> [Görev 1] F-35 tartışmasını anlatan metne göre, satın alma sözleşmesinin kopyası hangi yayın organına sızdırıldı?
> [Görev 2] F-35 tartışmasını anlatan metni son cümlesinden sonra sürdürün.

> [Verilen metin]
Avrupa
Almanya ve Avrupa’da F-35 tartışması büyüyor

Almanya ve diğer Avrupa ülkelerinde ABD’nin F-35 savaş uçağı programından olası bir çekilme tartışması gitgide ısınıyor.
Bunun arka planında jetin sadece ABD hükümetinin onayıyla kullanılabilmesi ve örneğin yedek parça ve yazılımla ilgili engelleyici hükümlerin F-35 ile askeri operasyonlarda ABD’ye bağımlılıktan kurtulmayı imkansız hale getirmesi yatıyor.
Berlin’de, özellikle eski ‘transatlantikçiler’, askeri bağımsızlık elde etmek için F-35 tedarik programından çekilmek için baskı yapıyorlar.
F-35 alım sözleşmesi Alman medyasına sızdırıldı
Geçtiğimiz hafta, Berlin’in Mart 2022’de tedarik etmeye karar verdiği 35 adet F-35 savaş uçağı için satın alma sözleşmesinin bir kopyası Alman Stern dergisine sızdırıldı.

> [Sağlanan veriler]
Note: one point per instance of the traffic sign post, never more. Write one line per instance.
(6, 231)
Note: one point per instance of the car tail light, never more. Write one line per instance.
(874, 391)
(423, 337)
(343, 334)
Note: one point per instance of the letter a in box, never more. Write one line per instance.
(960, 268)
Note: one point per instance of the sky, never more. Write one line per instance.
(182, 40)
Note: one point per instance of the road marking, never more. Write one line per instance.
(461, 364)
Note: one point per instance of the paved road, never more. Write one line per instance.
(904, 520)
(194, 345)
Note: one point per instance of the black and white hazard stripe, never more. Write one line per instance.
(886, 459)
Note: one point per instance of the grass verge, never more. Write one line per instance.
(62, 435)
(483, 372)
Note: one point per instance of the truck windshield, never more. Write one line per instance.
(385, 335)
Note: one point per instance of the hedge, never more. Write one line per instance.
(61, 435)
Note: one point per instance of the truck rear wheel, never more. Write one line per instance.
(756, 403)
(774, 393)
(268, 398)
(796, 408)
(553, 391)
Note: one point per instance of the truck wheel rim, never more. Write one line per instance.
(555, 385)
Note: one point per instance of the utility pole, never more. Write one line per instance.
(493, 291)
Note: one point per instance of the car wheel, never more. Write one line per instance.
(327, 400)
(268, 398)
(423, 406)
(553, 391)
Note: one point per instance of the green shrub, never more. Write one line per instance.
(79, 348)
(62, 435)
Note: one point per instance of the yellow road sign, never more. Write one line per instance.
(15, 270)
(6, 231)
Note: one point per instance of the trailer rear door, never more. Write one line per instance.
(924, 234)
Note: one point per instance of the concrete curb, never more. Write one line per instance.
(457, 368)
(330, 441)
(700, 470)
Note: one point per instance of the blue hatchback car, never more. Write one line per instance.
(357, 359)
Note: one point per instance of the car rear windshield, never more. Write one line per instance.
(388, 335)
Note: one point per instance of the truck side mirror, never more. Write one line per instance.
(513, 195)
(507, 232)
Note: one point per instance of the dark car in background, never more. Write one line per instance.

> [Yanıt 1] Alman Stern dergisine sızdırıldı.

> [Yanıt 2]
8,3 milyar avroya mal olacak satın alma için çerçeve koşullarının ayrıntıları da böylece ortaya çıktı. Bu alım, katı kurallara tabi olan Yabancı Askeri Satışlar (FMS) sürecinin bir parçası olarak ele alınıyor. F-35 alım sözleşmesi Washington’a “ABD’nin ulusal çıkarlarının gerektirmesi halinde” başka bir bildirimde bulunmaksızın “ifayı tamamen ya da kısmen feshetme ya da askıya alma” yetkisi veriyor.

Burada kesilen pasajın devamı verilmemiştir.